§ **Selected excerpt**:

We will use this code to create the submission the usae of a combination of imputers was inspired by [this notebook](https://www.kaggle.com/code/djustin/mean-and-lgb/notebook?scriptVersionId=97493929), [this notebook](https://www.kaggle.com/code/mirenaborisova/tps-june-22-simpleimputer-lgbm-lb-0-87540/notebook?scriptVersionId=97680406), and [this notebook](https://www.kaggle.com/code/abdulravoofshaik/top-3-solution-lgbm-mean/notebook?scriptVersionId=97501106). Please consider giving their notebooks a look (and an upvote).

In [None]:
# Create a working df with the imputations and just carry forward the 'F_2' block, since no imputation is needed there
F_2_cols = [i for i in list(df.columns) if i.split('_')[1] in ['2']]
working_df = df[df.columns[df.columns.isin(F_2_cols)]]

### Simple Impute Step
Simple imputations for those columns in F_1 and F_3 blocks

In [None]:
F_1_and_3_cols = [i for i in list(df.columns) if i.split('_')[1] in ['1', '3']]
simple_impute_df = simple_impute(df[df.columns[df.columns.isin(F_1_and_3_cols)]])

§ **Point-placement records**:
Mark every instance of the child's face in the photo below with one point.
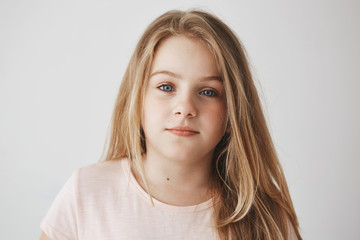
(184, 90)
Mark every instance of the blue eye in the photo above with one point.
(166, 88)
(209, 93)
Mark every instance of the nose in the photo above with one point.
(185, 106)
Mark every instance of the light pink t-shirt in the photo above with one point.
(103, 201)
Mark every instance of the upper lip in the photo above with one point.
(182, 128)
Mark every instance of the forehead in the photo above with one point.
(188, 57)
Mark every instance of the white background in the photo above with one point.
(61, 63)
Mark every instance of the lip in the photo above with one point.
(183, 131)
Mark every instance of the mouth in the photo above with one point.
(183, 131)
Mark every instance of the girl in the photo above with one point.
(189, 156)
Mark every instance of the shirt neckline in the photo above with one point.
(158, 204)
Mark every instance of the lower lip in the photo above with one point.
(182, 133)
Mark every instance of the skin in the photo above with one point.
(184, 89)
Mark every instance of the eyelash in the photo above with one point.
(214, 93)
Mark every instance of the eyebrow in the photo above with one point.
(172, 74)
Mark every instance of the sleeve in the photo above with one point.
(61, 220)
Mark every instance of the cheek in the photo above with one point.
(153, 111)
(216, 115)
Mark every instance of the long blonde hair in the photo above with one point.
(253, 200)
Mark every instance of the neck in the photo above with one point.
(176, 182)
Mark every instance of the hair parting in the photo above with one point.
(251, 196)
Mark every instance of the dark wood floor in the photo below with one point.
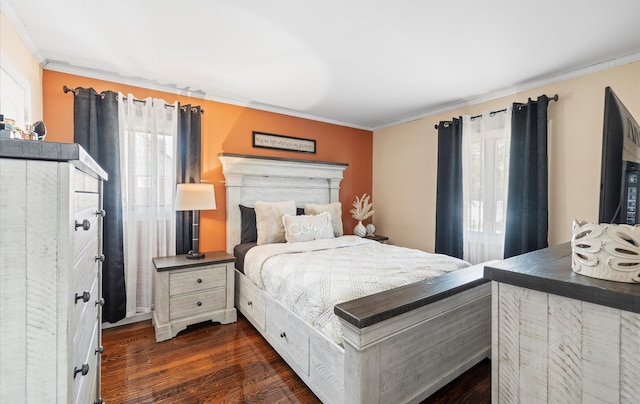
(212, 363)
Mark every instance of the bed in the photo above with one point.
(398, 345)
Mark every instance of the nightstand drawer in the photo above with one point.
(196, 280)
(196, 303)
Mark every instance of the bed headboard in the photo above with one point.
(271, 179)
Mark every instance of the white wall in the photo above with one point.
(405, 158)
(16, 57)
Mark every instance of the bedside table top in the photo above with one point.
(181, 261)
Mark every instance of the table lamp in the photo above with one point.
(195, 197)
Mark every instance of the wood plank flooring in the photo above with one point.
(213, 363)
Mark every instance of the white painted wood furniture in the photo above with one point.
(400, 346)
(560, 337)
(50, 265)
(190, 291)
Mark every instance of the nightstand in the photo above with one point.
(380, 239)
(190, 291)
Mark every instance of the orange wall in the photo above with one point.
(227, 128)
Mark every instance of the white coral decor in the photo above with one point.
(362, 208)
(606, 251)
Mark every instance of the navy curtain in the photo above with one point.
(527, 207)
(188, 168)
(449, 209)
(95, 120)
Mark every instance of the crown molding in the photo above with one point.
(526, 86)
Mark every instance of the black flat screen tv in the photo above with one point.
(620, 170)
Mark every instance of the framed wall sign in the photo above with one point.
(280, 142)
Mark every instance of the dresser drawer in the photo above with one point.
(250, 301)
(84, 386)
(83, 182)
(82, 313)
(82, 338)
(85, 266)
(285, 332)
(195, 303)
(197, 279)
(85, 228)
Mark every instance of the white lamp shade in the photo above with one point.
(195, 197)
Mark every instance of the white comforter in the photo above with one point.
(310, 278)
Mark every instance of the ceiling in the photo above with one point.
(361, 63)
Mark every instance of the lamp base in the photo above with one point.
(194, 255)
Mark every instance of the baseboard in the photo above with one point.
(129, 320)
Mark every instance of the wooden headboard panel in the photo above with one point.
(270, 179)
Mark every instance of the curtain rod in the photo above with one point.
(492, 113)
(75, 92)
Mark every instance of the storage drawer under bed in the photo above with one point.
(249, 301)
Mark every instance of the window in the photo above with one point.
(15, 95)
(485, 172)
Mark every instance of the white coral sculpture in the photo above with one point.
(362, 208)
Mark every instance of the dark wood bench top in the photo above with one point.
(549, 270)
(378, 307)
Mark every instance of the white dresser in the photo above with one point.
(50, 273)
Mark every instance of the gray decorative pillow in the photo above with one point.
(307, 227)
(335, 209)
(269, 220)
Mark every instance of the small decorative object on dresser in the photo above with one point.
(361, 211)
(606, 251)
(195, 197)
(371, 229)
(192, 291)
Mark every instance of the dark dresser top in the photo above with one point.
(549, 270)
(50, 151)
(181, 261)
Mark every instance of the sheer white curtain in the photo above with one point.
(148, 133)
(485, 184)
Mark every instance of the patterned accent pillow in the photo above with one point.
(269, 220)
(335, 209)
(307, 227)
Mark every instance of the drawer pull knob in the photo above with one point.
(86, 225)
(83, 370)
(85, 296)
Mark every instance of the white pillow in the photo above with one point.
(335, 209)
(269, 220)
(307, 227)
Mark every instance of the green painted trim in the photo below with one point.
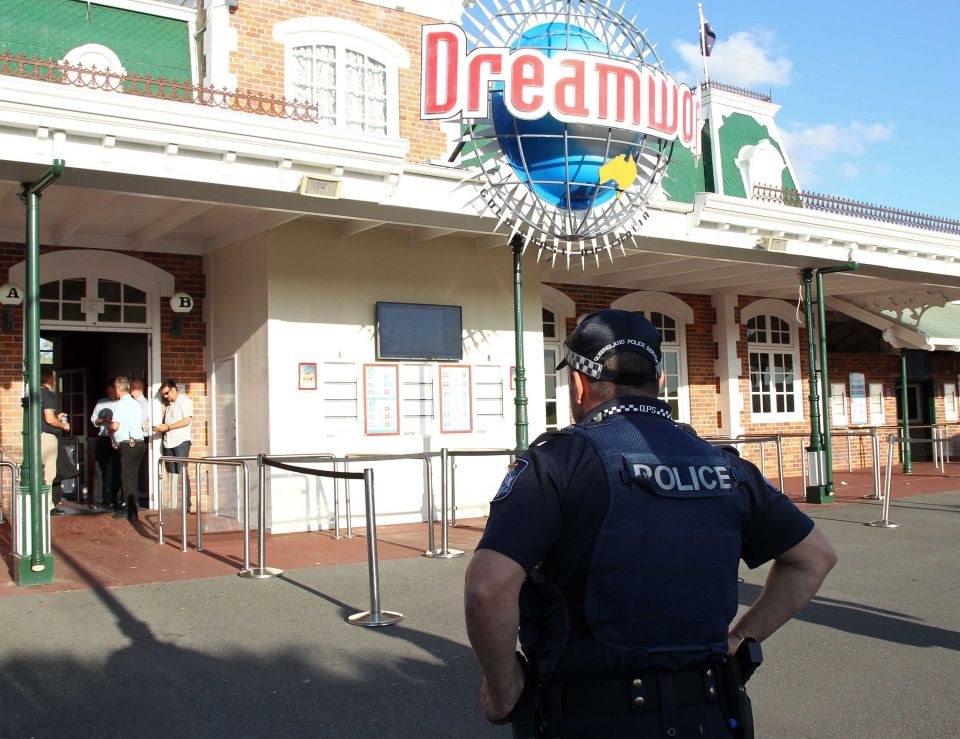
(24, 575)
(145, 44)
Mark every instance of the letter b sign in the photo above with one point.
(181, 303)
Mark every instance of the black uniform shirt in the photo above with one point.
(551, 507)
(49, 400)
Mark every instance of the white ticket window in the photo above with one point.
(950, 402)
(838, 404)
(876, 403)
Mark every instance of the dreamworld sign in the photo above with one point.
(569, 86)
(564, 108)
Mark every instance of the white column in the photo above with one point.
(728, 368)
(219, 40)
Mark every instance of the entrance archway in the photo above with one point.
(90, 290)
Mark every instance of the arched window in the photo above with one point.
(349, 71)
(775, 388)
(669, 315)
(557, 307)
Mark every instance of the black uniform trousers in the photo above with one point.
(130, 456)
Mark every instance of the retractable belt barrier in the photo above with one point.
(885, 522)
(375, 616)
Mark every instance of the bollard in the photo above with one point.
(444, 552)
(373, 617)
(885, 522)
(431, 538)
(261, 572)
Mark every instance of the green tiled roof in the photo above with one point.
(145, 44)
(739, 130)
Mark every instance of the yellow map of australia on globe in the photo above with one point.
(622, 170)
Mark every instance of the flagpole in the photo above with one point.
(703, 45)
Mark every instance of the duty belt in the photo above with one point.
(636, 694)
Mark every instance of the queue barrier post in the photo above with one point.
(431, 538)
(444, 552)
(885, 522)
(261, 571)
(375, 616)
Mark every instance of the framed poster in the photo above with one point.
(308, 376)
(456, 399)
(381, 405)
(858, 399)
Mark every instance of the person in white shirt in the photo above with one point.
(106, 456)
(177, 417)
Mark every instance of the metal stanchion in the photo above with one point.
(444, 552)
(184, 503)
(885, 522)
(780, 463)
(261, 572)
(373, 617)
(431, 539)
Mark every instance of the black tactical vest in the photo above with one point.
(663, 577)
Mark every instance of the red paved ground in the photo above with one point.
(98, 551)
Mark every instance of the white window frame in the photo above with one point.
(877, 413)
(562, 308)
(839, 410)
(649, 302)
(345, 35)
(785, 312)
(950, 410)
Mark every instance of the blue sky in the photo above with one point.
(869, 105)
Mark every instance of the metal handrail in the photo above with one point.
(14, 479)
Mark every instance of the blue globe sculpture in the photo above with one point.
(563, 170)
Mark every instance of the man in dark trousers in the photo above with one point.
(127, 430)
(624, 533)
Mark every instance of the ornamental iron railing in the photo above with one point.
(768, 98)
(844, 207)
(48, 70)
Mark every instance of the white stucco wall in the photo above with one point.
(321, 295)
(237, 305)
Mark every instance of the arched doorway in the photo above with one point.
(99, 318)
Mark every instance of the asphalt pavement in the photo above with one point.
(874, 655)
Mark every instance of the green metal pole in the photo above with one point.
(814, 493)
(824, 376)
(905, 413)
(520, 401)
(40, 564)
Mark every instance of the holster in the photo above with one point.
(525, 716)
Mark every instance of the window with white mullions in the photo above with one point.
(775, 388)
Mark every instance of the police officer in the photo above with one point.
(625, 533)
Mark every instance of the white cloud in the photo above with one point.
(745, 59)
(820, 153)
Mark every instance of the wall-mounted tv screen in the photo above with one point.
(419, 331)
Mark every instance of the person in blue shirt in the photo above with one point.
(127, 430)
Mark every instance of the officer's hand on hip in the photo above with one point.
(497, 704)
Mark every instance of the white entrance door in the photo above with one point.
(227, 493)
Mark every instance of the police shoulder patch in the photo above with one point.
(514, 470)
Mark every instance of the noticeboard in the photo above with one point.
(456, 399)
(381, 400)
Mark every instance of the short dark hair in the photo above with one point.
(630, 364)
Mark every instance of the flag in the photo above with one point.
(707, 38)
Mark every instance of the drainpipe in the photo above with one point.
(520, 400)
(40, 570)
(824, 378)
(904, 411)
(815, 491)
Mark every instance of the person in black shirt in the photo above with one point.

§ **Instructions**:
• 1. Filter the entries, keeping only the lines that contain the word "coral".
• 2. Please proceed with the imputation notebook excerpt, picking up right after its last line.
The imputation notebook excerpt has no connection to the entries.

§ **Written responses**:
• 1.
Mark every instance of the white coral decor in the photo above with one point.
Mark every instance of the white coral sculpture in the photo above with one point.

• 2.
In [None]:
# Add in the simple imputations from just the F_1 and F_3 blocks to the working df
working_df = working_df.merge(simple_impute_df, left_index=True, right_index=True)

### Model-based (Ensemble) Impute Step
Model-based imputations for columns in the F_4 block

In [None]:
# Add in the F_4 columns to the working_df that already has imputations for all of the other blocks, so that we can use previous imputations in determing F_4's imputations

F_4_cols = [i for i in list(df.columns) if i.split('_')[1] in ['4']]
working_df = working_df.merge(df[df.columns[df.columns.isin(F_4_cols)]], left_index=True, right_index=True)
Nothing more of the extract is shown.